What the task asks =>
Copy out every line of the data where the word "horse" is found.

Data excerpts =>
■ ■ ■
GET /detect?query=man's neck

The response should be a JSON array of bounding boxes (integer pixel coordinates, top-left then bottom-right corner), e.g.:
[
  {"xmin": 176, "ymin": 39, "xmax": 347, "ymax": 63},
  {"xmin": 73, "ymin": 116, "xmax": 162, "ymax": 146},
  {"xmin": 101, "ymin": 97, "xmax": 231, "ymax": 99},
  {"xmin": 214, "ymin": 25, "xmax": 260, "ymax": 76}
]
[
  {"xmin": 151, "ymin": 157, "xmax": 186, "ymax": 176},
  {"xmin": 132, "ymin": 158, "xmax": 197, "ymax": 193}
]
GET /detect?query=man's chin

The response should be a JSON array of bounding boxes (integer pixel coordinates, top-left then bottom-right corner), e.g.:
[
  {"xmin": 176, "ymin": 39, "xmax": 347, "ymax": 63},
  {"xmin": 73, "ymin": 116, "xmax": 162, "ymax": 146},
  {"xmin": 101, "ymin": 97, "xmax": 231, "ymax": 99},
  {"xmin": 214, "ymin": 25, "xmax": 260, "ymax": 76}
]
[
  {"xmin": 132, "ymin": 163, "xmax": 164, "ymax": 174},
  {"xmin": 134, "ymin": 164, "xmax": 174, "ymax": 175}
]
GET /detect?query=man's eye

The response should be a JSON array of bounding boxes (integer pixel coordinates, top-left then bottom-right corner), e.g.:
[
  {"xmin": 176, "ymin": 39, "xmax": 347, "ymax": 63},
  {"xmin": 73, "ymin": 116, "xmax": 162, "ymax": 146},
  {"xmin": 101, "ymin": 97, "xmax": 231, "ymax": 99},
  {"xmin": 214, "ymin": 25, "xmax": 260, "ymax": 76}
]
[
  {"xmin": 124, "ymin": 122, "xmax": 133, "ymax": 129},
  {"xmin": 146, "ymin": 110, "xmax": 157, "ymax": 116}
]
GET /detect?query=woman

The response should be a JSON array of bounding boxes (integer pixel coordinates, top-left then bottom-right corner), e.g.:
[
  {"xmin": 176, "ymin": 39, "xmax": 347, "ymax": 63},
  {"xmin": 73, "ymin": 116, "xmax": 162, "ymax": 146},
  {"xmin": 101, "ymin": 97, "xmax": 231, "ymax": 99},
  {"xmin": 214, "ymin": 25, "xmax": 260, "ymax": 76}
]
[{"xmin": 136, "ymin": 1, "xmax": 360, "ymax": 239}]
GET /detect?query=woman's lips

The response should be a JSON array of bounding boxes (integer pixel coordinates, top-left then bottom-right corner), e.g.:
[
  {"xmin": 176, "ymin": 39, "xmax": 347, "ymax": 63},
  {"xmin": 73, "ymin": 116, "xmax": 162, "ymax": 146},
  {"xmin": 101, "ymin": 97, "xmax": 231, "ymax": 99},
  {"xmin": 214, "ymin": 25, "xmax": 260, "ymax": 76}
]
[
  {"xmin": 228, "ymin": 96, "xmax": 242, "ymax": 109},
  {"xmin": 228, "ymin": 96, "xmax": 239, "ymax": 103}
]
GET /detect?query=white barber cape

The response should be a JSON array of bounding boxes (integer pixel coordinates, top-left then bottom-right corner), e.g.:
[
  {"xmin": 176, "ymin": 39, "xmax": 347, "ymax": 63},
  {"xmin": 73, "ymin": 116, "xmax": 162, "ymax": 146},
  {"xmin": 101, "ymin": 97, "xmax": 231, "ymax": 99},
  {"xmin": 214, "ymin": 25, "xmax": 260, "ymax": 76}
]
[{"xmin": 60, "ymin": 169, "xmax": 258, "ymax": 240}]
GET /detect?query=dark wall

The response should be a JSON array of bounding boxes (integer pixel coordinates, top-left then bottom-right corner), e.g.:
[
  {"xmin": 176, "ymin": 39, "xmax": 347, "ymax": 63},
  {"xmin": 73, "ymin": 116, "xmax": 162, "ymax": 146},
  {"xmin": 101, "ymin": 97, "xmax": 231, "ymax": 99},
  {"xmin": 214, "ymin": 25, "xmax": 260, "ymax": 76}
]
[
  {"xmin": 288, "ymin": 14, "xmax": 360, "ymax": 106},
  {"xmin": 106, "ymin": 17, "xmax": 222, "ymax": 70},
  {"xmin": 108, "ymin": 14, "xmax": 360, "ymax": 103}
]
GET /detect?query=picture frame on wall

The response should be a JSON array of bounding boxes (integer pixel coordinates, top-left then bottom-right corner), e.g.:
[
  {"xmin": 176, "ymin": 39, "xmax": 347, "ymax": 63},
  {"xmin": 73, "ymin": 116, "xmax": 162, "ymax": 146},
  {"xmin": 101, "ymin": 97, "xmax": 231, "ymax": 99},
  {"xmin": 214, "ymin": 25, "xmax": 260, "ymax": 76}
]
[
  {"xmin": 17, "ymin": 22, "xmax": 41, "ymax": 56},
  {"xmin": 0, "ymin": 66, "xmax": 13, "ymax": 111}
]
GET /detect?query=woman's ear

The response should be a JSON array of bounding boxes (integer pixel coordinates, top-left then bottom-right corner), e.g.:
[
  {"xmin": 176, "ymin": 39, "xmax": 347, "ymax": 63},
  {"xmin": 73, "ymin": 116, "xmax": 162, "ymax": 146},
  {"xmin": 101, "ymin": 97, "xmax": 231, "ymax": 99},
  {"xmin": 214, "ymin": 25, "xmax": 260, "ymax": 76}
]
■ ■ ■
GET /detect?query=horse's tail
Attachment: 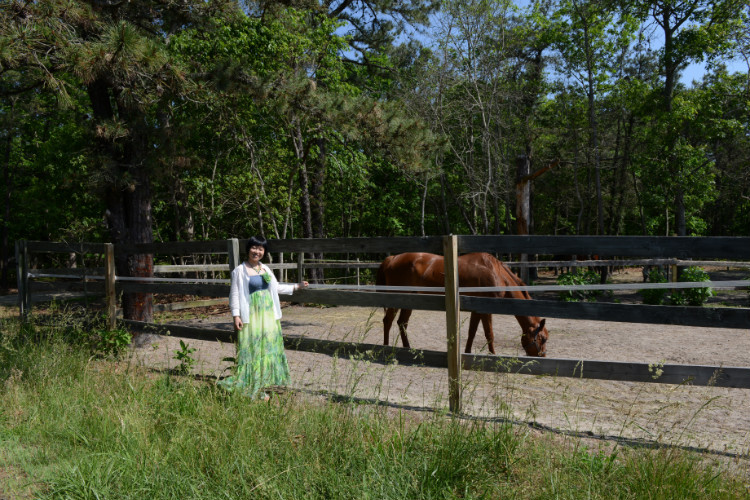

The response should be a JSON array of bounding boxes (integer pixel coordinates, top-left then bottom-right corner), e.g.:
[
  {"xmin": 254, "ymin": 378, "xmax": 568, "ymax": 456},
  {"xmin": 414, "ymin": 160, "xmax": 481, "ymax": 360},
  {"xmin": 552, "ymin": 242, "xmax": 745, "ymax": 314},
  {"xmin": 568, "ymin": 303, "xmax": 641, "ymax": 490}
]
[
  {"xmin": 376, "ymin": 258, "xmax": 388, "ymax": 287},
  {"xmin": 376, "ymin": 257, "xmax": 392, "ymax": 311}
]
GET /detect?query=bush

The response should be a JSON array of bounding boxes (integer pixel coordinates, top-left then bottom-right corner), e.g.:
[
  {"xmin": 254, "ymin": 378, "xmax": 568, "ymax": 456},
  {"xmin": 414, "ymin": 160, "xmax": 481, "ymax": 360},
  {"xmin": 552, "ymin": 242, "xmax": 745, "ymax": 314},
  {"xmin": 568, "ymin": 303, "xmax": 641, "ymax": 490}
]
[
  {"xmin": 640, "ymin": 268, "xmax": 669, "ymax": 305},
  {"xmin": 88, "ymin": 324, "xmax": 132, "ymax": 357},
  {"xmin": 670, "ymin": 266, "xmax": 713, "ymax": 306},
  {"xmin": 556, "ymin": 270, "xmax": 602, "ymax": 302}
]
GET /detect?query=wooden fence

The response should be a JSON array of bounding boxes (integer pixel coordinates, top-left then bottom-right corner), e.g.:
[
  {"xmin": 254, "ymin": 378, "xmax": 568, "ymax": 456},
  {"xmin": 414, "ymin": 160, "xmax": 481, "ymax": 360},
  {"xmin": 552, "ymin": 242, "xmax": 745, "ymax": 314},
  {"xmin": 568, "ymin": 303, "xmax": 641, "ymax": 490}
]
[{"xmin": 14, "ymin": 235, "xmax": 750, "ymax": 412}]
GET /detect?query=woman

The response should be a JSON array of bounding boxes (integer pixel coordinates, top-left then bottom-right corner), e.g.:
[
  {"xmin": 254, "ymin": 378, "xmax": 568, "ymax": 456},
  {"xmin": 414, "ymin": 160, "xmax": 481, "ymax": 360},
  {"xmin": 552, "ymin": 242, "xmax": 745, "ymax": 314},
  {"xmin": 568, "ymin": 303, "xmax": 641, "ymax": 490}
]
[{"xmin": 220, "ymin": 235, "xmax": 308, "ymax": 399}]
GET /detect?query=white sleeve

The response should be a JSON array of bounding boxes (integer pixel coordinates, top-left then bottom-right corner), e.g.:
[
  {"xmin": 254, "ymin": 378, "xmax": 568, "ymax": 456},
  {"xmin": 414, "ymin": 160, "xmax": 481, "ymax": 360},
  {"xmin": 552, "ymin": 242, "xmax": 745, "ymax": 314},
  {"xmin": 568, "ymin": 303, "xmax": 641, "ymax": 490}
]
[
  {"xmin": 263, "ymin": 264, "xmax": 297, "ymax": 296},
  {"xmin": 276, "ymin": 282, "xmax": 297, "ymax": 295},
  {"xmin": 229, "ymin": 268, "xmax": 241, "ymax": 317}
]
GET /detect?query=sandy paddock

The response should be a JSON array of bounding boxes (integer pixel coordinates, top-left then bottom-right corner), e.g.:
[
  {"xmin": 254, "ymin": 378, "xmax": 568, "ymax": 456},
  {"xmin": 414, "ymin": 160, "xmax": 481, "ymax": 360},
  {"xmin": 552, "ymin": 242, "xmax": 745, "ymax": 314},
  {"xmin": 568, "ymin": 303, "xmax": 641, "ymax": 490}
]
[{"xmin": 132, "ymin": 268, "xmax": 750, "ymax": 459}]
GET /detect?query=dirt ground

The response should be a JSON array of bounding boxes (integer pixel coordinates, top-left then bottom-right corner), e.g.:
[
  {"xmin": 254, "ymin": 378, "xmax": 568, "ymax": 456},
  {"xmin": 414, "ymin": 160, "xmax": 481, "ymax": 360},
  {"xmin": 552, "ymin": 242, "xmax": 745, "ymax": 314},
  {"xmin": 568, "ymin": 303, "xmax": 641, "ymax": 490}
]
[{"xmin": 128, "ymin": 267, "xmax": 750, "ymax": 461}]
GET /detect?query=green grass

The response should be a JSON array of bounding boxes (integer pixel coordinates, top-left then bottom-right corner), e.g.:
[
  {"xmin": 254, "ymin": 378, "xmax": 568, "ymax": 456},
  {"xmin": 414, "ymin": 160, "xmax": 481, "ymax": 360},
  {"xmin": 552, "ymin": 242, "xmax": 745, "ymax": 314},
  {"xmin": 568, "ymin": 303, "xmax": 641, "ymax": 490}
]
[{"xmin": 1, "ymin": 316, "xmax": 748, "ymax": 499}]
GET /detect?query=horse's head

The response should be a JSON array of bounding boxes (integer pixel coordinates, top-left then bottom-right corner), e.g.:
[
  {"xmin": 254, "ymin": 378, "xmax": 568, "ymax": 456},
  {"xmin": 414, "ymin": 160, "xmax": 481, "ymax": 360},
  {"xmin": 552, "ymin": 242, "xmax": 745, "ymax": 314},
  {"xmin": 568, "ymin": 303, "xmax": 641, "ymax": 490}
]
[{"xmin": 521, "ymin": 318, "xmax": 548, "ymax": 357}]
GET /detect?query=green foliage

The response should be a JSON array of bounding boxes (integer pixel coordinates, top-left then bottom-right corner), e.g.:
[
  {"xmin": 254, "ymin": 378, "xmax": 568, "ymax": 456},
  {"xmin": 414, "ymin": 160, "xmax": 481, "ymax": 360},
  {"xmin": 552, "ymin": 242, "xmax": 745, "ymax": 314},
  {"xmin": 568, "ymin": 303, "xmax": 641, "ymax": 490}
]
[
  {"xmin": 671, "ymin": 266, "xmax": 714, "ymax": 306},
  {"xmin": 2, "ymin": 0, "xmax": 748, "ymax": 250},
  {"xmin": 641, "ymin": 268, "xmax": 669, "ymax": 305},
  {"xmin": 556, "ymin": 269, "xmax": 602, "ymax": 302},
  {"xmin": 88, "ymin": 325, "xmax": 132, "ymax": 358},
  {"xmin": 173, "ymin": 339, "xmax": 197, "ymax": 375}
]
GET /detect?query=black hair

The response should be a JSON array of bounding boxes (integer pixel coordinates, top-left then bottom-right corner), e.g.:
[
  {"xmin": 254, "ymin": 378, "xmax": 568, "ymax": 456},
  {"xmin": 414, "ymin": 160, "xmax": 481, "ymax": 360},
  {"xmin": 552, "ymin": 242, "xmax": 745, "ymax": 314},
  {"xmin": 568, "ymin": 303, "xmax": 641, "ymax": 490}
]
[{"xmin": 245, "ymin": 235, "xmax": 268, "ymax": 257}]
■ ■ ■
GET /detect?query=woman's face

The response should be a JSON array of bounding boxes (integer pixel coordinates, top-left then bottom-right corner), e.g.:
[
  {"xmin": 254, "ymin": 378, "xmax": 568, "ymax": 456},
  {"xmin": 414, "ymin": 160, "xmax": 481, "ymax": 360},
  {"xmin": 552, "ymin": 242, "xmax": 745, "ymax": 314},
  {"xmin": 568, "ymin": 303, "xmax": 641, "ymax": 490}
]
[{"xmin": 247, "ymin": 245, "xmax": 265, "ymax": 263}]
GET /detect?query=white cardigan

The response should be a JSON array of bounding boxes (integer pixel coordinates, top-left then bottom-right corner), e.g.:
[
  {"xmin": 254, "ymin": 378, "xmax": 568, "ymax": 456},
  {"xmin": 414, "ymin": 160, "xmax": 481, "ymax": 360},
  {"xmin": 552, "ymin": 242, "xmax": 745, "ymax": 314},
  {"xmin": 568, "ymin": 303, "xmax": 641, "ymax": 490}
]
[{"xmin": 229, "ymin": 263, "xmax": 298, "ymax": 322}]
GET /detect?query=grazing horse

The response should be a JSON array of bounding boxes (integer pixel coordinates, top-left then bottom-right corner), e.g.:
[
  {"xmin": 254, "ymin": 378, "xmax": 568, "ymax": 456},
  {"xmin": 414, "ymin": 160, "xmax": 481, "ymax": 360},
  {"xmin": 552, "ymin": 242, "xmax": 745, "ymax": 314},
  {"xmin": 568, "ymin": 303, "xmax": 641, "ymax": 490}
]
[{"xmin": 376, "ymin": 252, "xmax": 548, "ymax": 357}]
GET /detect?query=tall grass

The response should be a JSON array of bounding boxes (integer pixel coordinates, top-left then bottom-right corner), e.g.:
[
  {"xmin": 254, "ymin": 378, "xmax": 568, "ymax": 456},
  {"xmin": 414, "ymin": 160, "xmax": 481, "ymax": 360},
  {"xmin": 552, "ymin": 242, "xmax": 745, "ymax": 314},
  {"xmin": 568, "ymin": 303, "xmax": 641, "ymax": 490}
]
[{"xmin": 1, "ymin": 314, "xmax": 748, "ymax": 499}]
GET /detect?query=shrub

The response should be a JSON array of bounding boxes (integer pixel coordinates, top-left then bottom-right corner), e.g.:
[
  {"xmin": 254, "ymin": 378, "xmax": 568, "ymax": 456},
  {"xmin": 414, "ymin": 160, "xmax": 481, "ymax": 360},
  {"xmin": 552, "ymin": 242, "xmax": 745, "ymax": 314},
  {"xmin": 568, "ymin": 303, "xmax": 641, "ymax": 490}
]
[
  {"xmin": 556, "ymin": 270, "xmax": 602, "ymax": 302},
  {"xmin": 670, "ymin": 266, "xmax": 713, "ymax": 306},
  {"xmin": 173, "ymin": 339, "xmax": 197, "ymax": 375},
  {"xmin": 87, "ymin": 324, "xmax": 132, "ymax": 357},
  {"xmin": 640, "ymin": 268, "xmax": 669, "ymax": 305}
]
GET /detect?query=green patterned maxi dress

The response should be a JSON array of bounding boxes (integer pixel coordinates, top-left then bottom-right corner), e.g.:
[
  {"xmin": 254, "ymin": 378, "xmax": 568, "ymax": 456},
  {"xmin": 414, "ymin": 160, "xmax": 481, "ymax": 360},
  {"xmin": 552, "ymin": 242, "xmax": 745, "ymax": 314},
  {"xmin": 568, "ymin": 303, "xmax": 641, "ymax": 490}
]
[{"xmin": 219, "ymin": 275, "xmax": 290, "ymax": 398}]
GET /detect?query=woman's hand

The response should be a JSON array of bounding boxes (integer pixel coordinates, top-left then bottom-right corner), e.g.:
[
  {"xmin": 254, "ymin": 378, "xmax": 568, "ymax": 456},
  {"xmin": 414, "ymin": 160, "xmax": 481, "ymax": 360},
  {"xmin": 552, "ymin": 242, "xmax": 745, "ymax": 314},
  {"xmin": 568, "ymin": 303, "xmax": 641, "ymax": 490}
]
■ ■ ■
Exercise output =>
GET /detect?query=horse's tail
GET /detect?query=horse's head
GET /detect?query=grazing horse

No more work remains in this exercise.